=== Brano estratto ===
Che cosa succede a Herat, una delle province più tranquille dell’Afghanistan?
L’offensiva che i taliban hanno avviato nella primavera del 2010, denominata Al-Faath (la Vittoria), volge al termine con un bilancio decisamente positivo per i mujaheddin del mullah Omar e lascia la Coalizione occidentale in una situazione che non trova definizione migliore di «stallo dinamico»: una condizione di movimento delle truppe sul terreno ma senza la reale possibilità di controllo del territorio né, fattore decisamente più interessante, di contrasto all’avanzata dei taliban sui piani militare e sociale. I fatti lo stanno dimostrando ormai da molto tempo.
A maggio di quest’anno i taliban, annunciando di voler colpire su tutto il territorio del Paese, hanno voluto indicare anche gli obiettivi che sarebbero rientrati nei piani di guerra, tra questi anche «consiglieri stranieri, spie che si spacciano per diplomatici, … contractor delle compagnie di sicurezza straniere e locali, … e tutti coloro che lavorano per gli occupanti». Una dichiarazione di intenti che non ha tardato a mostrare le reali capacità operative di un’insorgenza sempre più fenomeno sociale e non limitata a poche e circoscritte frange radicali: azioni mordi e fuggi, imboscate, ordigni esplosivi improvvisati (Ied), uccisioni mirate, sabotaggio delle vie di comunicazione militari e, infine, i tanto temuti attentati suicidi.
===
**Compito 1:** Estrai dal brano sui taliban in Afghanistan il testo da "A maggio di" a "temuti attentati suicidi.".
**Compito 2:** Nel brano sui taliban in Afghanistan, che nome ha l'offensiva avviata nella primavera del 2010?
Le righe non hanno niente a che vedere con il brano.
=== Estratti dai dati ===
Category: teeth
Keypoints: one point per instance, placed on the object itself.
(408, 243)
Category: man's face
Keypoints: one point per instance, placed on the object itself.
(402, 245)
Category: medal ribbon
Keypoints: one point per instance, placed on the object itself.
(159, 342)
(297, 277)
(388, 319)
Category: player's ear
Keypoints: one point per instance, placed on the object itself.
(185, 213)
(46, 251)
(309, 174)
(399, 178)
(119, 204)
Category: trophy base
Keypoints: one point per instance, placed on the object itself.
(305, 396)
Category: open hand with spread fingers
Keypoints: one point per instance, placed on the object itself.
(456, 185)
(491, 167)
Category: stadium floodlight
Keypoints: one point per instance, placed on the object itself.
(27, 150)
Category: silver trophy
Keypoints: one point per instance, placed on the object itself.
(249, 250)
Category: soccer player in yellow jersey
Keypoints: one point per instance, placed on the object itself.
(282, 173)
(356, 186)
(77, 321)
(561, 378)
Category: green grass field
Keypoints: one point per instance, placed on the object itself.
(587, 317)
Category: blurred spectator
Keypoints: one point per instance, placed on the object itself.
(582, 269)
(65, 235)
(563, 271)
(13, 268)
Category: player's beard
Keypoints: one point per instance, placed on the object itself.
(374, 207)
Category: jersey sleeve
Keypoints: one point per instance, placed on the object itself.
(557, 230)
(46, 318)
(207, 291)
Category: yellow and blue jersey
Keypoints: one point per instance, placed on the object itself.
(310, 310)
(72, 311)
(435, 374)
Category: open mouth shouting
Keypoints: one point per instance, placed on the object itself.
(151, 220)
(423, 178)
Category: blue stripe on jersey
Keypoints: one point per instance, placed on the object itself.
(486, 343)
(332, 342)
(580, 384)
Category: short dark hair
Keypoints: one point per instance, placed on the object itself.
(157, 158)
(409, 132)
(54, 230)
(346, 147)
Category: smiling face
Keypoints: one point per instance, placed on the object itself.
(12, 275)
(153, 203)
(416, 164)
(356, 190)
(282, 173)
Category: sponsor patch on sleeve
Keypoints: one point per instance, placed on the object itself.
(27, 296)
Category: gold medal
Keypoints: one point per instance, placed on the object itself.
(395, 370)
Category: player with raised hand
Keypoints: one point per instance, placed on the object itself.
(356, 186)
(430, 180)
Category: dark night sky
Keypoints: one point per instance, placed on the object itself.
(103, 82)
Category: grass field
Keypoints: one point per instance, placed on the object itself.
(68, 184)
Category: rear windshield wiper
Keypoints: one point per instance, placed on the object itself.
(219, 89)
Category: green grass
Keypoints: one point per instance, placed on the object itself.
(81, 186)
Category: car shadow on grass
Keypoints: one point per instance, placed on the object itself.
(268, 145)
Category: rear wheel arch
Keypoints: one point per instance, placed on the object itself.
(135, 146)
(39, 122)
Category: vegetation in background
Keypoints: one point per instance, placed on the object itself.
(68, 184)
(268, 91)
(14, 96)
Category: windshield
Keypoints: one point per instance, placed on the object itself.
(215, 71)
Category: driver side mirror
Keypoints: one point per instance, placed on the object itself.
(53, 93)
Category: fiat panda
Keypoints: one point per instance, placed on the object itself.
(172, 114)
===
**Soluzione 1:**
A maggio di quest’anno i taliban, annunciando di voler colpire su tutto il territorio del Paese, hanno voluto indicare anche gli obiettivi che sarebbero rientrati nei piani di guerra, tra questi anche «consiglieri stranieri, spie che si spacciano per diplomatici, … contractor delle compagnie di sicurezza straniere e locali, … e tutti coloro che lavorano per gli occupanti». Una dichiarazione di intenti che non ha tardato a mostrare le reali capacità operative di un’insorgenza sempre più fenomeno sociale e non limitata a poche e circoscritte frange radicali: azioni mordi e fuggi, imboscate, ordigni esplosivi improvvisati (Ied), uccisioni mirate, sabotaggio delle vie di comunicazione militari e, infine, i tanto temuti attentati suicidi.

**Soluzione 2:** Al-Faath, cioè «la Vittoria».